WRITTEN INSTRUCTION = Extract every line of the material below and reproduce it faithfully.

--------------------------------

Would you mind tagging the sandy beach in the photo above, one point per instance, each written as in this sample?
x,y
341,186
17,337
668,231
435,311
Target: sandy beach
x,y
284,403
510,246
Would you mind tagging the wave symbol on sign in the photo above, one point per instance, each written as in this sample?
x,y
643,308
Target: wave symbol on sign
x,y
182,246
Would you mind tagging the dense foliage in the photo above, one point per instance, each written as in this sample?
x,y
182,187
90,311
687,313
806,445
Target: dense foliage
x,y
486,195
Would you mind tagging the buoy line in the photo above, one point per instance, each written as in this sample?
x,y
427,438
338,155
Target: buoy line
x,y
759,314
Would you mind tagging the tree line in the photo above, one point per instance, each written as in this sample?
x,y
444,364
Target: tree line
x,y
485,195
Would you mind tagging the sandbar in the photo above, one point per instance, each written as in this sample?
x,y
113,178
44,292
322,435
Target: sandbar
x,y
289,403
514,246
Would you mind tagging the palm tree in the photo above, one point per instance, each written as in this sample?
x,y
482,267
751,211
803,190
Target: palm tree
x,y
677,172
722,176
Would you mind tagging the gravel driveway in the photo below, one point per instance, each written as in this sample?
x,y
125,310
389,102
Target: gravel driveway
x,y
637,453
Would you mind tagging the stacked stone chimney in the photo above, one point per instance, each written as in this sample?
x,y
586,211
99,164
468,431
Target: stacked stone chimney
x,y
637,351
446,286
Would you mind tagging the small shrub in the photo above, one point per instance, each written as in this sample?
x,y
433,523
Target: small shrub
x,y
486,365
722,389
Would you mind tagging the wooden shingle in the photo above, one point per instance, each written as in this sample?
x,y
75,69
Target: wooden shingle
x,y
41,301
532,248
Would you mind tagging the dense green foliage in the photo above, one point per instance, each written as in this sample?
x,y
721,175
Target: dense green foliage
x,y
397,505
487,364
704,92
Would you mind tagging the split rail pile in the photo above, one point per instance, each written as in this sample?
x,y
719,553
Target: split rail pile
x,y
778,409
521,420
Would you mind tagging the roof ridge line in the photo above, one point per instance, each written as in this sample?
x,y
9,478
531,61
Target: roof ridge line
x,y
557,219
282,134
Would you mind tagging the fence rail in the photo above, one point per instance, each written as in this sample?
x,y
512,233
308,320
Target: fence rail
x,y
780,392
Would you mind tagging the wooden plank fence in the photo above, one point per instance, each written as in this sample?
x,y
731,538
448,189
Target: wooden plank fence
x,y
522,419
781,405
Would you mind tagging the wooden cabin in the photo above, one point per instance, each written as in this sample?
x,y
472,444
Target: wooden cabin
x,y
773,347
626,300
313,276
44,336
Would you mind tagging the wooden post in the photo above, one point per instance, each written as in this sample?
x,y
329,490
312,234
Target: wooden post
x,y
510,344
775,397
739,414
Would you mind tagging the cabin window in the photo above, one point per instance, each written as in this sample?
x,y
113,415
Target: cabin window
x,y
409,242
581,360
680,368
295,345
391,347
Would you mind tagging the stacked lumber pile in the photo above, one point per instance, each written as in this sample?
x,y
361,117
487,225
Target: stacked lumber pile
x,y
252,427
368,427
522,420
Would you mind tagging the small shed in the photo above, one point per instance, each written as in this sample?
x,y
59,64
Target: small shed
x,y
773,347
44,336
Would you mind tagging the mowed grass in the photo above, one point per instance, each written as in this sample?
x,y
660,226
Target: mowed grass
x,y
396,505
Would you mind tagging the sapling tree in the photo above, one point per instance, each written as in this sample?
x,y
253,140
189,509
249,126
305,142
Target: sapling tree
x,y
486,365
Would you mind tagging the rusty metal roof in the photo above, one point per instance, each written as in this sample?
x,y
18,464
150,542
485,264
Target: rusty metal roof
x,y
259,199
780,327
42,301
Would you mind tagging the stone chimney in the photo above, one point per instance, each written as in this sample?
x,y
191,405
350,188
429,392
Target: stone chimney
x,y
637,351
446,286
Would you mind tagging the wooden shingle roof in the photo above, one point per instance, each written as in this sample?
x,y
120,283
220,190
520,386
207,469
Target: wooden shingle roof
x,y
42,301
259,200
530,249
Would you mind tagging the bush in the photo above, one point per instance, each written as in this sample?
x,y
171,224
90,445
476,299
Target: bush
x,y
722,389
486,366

--------------------------------

TASK ANSWER =
Would you mind tagging the sandy beach in the photo above, one point per instance, each written as in this sample?
x,y
341,186
17,337
668,231
435,311
Target: sandy beach
x,y
284,403
510,246
Would you mind tagging the wave symbol on sign in the photo above, one point per instance, each written as in this sample?
x,y
643,308
Target: wave symbol on sign
x,y
182,246
Would you mind tagging the dense foliage in the photo above, one point per instance, each written as in this sample?
x,y
182,187
90,311
687,313
806,445
Target: dense foliage
x,y
486,195
Would you mind tagging the buoy line in the photo above, one point per instance, each written as in this sample?
x,y
427,438
338,155
Target: buoy line
x,y
759,314
Would you mind tagging the tree line in the photo above, one point per instance, each written as in this sample?
x,y
444,364
Target: tree line
x,y
485,195
Would you mind tagging the sandbar in the photo above, one point per instance, each written as in this sample?
x,y
113,178
44,292
322,435
Target: sandbar
x,y
289,403
514,246
Would you mind tagging the palm tree in the photo above, one point per instance, each written as in this sample?
x,y
482,267
751,211
803,190
Target: palm tree
x,y
677,172
722,176
Would you mind tagging the gravel driveway in the photo below, one point per instance, each written as in this sample?
x,y
125,310
389,102
Target: gravel driveway
x,y
637,453
Would you mind tagging the stacked stone chimney in the photo above, one point per instance, each written as in this sample?
x,y
586,211
99,164
468,431
Target: stacked stone chimney
x,y
637,351
446,286
Would you mind tagging the small shrub in the photo above, one point per instance, each written as in this sample?
x,y
433,523
Target: small shrub
x,y
486,365
722,389
Would you mind tagging the wooden shingle in the photo above, one point per instance, each written as in this sample?
x,y
75,69
Target: wooden shingle
x,y
41,301
532,248
Would you mind tagging the dense green foliage in the photo above, one point per instance, each written as in this sample?
x,y
721,175
Target: dense green foliage
x,y
397,505
487,364
704,92
Would you mind tagging the split rail pile in the photo above, one point per instance, each written as in this sample?
x,y
719,553
Target: split rail pile
x,y
778,409
521,420
Would you mind tagging the roof ridge line in the photo above, one point per instance, each written as in this sample?
x,y
9,478
531,61
Target: roof ridge line
x,y
557,219
282,134
Would you mind tagging the fence rail in the photo above, one point per instance, each written as in this sample?
x,y
512,233
308,320
Target: fence rail
x,y
780,392
Would you mind tagging the wooden plank fence in the photo above, one point per instance, each written as in this sample?
x,y
731,538
448,189
Target: wooden plank fence
x,y
522,419
781,405
Would you mind tagging the wooden cabin in the photo above, one point per instance, each written as in this sample?
x,y
472,444
Target: wooden cabin
x,y
773,347
626,300
313,276
44,336
Would you mind tagging the wooden post in the photo above, one point per instance, each written as in this sample?
x,y
329,490
312,234
Target: wooden post
x,y
510,344
775,397
739,414
Would you mind tagging the cabin window in the photo above, one point per instance, each written as in this sample?
x,y
113,415
Target: cabin window
x,y
409,242
581,360
680,368
295,345
391,347
Would you mind tagging the stacked lumber pile in the photo above, one point per instance, each written as in this sample?
x,y
361,117
487,225
Target: stacked lumber pile
x,y
252,427
368,427
522,420
Would you mind tagging the small shed in the photo above, one point per instance, each written as in this sample?
x,y
59,64
Target: small shed
x,y
773,347
44,336
Would you mind tagging the mowed grass in the photo above, one point per instance, each written as in this sample?
x,y
660,226
Target: mowed grass
x,y
396,505
Would you mind tagging the sapling tree in the photo above, one point per instance, each written as in this sample?
x,y
253,140
189,509
249,126
305,142
Target: sapling tree
x,y
486,365
Would you mind tagging the rusty metal roof in the photo above, one point per instance, each written as in this sample?
x,y
18,464
150,542
485,264
Target: rusty metal roof
x,y
259,199
780,327
42,301
Would you mind tagging the stone chimney in the photo above, one point per instance, each written as in this sample?
x,y
191,405
350,188
429,392
Target: stone chimney
x,y
637,351
446,286
Would you mind tagging the wooden shingle roof in the photo above, one point per instance, each written as in this sample?
x,y
120,283
220,190
520,386
207,469
Target: wooden shingle roof
x,y
42,301
259,200
530,249
Would you mind tagging the bush in the photo above, one point per instance, each written as in this sample?
x,y
171,224
90,445
476,299
Target: bush
x,y
722,389
486,366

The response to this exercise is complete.